It's Not Love (But It's Not Bad) is the fifteenth studio album by American country singer Merle Haggard and The Strangers, released in 1972. It reached number one on the Billboard country albums chart. The lead off single was "It's Not Love (But it's Not Bad)" which also reached No. 1 on the charts.

Haggard's second studio album of 1972 contains several songs that display an ambivalence towards relationships, such as "Somewhere To Come When It Rains," "My Woman Keeps on Loving Her Man," the adulterous "I Wonder Where I'll Find You at Tonight," and the cynical title track.  The LP also contains the Haggard original "I Wonder What She'll Think About Me Leaving," which Conway Twitty took to number 4 in 1971.

**MATERIAL PROVIDED:**
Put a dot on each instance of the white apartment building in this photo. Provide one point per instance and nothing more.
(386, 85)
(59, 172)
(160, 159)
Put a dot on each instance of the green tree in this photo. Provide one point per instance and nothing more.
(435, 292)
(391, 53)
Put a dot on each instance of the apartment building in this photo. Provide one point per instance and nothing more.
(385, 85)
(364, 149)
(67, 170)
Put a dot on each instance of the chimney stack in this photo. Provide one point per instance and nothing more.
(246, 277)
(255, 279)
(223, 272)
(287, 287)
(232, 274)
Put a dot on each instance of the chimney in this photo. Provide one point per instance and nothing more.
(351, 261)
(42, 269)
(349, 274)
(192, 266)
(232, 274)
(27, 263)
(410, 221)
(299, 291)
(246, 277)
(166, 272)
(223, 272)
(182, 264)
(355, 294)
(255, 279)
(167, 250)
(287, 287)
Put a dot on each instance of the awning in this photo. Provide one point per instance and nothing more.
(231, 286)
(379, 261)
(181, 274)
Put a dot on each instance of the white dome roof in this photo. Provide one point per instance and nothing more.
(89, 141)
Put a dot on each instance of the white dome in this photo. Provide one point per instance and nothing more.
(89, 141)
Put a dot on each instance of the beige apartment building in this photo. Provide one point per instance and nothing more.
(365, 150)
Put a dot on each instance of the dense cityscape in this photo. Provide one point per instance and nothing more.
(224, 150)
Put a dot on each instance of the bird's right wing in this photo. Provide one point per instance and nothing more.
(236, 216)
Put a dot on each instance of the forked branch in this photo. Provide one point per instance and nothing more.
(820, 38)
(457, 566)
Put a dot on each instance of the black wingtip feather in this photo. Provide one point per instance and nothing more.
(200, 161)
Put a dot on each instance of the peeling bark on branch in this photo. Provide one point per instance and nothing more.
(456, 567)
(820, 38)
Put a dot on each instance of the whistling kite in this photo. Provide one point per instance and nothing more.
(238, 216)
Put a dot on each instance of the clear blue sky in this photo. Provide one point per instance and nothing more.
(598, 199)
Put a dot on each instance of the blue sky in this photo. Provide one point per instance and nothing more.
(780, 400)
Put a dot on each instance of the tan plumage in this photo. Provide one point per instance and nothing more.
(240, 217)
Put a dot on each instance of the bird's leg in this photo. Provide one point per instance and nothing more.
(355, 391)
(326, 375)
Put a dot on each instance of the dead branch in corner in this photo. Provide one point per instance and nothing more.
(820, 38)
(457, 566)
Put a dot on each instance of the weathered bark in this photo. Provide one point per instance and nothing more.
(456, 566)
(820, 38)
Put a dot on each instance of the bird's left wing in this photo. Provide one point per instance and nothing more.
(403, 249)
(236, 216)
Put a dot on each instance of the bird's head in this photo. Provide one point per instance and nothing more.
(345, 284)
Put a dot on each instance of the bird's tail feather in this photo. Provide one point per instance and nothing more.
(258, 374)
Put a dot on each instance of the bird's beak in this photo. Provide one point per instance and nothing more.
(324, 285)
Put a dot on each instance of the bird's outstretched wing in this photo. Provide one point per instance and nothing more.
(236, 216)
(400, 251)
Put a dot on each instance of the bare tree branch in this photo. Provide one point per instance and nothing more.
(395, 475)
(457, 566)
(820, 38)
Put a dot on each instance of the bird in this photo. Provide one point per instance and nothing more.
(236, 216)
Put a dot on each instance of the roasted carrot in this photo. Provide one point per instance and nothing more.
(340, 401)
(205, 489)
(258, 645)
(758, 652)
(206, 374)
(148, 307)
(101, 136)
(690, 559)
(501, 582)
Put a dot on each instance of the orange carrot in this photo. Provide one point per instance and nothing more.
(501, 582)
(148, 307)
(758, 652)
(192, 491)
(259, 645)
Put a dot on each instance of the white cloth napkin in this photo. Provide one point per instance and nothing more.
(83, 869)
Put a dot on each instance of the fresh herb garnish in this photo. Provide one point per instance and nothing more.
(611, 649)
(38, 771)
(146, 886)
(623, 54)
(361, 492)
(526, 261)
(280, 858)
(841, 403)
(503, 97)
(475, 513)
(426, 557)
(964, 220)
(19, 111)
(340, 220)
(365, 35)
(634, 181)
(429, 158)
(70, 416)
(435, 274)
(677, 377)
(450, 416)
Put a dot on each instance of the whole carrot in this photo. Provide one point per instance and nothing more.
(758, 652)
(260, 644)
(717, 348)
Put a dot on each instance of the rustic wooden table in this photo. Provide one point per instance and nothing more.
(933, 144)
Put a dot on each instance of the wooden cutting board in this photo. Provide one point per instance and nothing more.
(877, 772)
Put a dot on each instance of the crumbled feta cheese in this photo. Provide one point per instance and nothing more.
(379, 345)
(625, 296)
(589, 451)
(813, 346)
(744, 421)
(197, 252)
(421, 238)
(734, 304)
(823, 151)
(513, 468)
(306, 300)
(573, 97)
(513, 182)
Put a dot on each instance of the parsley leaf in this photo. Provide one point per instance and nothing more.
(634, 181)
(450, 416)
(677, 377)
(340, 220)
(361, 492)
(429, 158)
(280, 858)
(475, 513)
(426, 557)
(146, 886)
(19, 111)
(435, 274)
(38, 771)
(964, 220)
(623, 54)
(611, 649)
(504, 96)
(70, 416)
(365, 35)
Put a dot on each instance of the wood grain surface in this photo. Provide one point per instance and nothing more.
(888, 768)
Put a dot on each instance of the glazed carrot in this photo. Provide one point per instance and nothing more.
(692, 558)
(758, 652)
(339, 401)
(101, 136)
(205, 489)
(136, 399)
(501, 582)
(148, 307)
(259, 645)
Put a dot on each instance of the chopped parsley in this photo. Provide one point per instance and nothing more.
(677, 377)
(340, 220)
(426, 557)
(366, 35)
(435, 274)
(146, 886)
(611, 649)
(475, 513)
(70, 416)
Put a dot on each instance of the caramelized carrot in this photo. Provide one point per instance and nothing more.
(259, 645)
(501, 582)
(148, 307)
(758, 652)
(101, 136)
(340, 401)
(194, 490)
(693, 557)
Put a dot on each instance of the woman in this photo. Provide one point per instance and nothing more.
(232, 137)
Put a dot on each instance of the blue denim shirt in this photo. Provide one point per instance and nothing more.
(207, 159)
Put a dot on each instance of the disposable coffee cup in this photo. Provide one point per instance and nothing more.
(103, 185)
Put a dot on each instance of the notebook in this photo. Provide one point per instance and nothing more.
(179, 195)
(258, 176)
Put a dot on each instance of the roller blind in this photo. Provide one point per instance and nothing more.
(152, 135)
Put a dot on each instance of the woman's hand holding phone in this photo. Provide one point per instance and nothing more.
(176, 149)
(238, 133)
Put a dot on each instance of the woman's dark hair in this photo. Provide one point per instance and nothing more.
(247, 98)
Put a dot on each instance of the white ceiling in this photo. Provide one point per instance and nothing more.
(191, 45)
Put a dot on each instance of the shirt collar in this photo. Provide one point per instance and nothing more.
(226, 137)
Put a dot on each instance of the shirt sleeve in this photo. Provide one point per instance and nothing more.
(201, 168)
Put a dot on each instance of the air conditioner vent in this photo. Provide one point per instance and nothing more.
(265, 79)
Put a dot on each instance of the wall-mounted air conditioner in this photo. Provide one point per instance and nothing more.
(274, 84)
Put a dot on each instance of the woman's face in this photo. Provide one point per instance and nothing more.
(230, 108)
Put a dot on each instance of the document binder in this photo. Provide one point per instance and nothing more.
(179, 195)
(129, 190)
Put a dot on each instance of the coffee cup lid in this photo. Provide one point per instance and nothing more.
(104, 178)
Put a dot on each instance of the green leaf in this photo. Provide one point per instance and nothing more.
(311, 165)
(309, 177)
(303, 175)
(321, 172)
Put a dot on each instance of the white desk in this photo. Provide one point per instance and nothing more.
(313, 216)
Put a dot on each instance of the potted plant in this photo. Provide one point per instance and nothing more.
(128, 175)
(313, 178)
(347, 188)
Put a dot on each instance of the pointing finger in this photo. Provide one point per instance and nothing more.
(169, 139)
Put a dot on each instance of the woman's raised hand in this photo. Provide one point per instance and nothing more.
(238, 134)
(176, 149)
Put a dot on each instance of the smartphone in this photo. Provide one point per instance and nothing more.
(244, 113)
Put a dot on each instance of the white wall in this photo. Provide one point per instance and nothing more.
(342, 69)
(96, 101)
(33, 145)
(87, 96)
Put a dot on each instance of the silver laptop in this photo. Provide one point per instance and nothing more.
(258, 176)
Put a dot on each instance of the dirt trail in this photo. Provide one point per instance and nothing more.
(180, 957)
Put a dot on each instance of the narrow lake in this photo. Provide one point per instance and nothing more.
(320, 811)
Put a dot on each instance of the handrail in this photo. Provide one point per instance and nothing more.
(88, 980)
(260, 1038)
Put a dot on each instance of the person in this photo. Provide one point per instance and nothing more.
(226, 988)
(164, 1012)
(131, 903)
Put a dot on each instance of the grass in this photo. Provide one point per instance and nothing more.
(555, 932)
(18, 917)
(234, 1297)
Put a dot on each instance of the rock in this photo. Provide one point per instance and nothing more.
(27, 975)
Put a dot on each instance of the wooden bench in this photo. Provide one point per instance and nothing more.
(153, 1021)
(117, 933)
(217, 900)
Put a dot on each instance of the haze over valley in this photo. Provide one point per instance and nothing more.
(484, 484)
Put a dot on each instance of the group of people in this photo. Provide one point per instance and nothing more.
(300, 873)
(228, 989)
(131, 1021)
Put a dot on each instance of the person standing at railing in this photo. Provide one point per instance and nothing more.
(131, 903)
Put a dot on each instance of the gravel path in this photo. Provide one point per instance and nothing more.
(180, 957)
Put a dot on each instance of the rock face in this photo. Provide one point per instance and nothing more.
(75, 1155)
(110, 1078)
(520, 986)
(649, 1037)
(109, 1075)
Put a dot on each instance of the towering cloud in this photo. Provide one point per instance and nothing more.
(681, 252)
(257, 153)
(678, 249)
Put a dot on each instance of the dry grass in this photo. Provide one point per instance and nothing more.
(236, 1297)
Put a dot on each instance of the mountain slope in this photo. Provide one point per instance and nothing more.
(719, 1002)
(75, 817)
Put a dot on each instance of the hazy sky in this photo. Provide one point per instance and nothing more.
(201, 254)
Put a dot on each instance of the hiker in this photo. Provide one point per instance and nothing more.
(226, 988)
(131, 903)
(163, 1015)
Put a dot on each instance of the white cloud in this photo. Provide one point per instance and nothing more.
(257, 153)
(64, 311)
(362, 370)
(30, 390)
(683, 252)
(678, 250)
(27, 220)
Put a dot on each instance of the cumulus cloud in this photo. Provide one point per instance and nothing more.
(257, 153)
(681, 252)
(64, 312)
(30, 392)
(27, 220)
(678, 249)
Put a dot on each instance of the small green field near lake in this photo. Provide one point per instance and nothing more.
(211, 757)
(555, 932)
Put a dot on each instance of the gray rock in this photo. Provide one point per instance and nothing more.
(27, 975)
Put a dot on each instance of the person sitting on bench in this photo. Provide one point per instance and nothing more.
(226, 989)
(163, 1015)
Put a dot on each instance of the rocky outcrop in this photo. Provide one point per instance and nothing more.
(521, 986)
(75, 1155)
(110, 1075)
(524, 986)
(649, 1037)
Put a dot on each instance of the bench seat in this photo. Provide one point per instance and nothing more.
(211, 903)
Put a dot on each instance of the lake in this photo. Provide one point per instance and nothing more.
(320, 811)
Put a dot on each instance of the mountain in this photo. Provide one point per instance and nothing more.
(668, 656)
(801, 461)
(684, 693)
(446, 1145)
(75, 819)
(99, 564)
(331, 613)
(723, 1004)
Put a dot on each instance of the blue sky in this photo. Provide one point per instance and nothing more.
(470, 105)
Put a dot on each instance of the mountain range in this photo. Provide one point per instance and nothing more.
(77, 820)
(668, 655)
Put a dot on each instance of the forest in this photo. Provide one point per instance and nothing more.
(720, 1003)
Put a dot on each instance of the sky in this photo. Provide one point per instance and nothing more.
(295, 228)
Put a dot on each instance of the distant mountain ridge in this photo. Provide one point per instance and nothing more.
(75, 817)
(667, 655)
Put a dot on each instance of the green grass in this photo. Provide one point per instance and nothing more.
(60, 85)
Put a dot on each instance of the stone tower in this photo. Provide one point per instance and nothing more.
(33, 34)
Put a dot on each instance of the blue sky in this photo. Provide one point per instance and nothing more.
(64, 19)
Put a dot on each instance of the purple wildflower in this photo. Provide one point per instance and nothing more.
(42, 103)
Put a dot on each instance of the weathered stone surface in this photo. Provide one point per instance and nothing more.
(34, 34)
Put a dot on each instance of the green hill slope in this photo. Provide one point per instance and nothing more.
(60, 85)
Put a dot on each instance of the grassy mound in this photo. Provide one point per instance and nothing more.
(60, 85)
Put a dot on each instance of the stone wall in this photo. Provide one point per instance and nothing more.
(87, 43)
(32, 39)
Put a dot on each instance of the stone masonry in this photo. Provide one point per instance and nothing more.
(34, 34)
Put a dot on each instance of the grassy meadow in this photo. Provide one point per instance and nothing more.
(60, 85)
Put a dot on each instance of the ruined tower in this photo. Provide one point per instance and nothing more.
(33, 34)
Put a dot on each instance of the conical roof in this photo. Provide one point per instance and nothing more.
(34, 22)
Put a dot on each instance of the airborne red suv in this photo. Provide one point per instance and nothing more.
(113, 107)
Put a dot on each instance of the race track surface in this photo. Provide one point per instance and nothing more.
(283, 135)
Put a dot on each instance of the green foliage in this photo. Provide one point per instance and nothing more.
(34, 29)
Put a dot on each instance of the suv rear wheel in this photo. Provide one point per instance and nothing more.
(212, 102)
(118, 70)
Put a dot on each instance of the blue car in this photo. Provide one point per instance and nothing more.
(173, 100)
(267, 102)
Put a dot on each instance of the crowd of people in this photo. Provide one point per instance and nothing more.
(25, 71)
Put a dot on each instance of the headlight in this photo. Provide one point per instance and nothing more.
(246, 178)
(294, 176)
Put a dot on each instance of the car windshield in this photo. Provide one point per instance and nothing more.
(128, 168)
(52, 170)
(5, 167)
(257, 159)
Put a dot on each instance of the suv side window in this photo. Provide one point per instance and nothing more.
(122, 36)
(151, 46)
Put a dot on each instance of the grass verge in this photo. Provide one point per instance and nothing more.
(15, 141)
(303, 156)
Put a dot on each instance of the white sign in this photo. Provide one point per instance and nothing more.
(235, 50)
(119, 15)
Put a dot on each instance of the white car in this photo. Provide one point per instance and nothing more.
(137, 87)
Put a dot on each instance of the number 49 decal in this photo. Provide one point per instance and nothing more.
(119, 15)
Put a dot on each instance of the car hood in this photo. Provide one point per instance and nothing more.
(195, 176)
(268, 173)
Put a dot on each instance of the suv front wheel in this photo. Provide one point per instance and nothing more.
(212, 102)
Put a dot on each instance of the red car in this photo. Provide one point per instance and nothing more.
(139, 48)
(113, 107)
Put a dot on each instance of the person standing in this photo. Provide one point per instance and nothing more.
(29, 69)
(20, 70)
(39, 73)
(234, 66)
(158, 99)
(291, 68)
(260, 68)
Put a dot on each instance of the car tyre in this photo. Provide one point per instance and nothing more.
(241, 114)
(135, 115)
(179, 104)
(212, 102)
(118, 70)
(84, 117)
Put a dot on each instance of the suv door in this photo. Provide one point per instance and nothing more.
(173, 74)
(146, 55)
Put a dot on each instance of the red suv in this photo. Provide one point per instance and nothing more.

**WHAT THE TASK REQUIRES:** Extend the text on Merle Haggard's album It's Not Love (But It's Not Bad), picking up after its final sentence.

**TASK OUTPUT:**
Reception

AllMusic's Stephen Thomas Erlewine calls the album a "frustrating listen," and a "fitfully entertaining album, equally divided between the excellent and the mediocre. A few of the throwaways are entertaining, particularly the rolling 'New York City Blues,' but songs like 'Dad's Old Fiddle' and 'My Woman Keeps Lovin' Her Man' fail to make an impression." Music critic Robert Christgau wrote "This mainstream country album—his first since Hag—does more justice to its title than many of his more pretentious efforts. Nothing special, just marriage and its travails, but play it twice and you'll remember most of it."

Track listing
All songs by Merle Haggard unless otherwise noted:

"It's Not Love (But it's Not Bad)" (Hank Cochran, Glenn Martin)
 "Goodbye Comes Hard for Me" (Tommy Collins)
 "My Woman Keeps Lovin' Her Man"
 "New York City Blues"
 "I Wonder What She'll Think About Me Leaving"
 "The Conversion of Ronnie Jones" (Tommy Collins)
 "A Shoulder to Cry On"
 "I'd Never Told on You" (Cochran)
 "Dad's Old Fiddle" (Martin)
 "Somewhere to Come When It Rains" (Red Lane)
 "I Wonder Where I'll Find You at Tonight"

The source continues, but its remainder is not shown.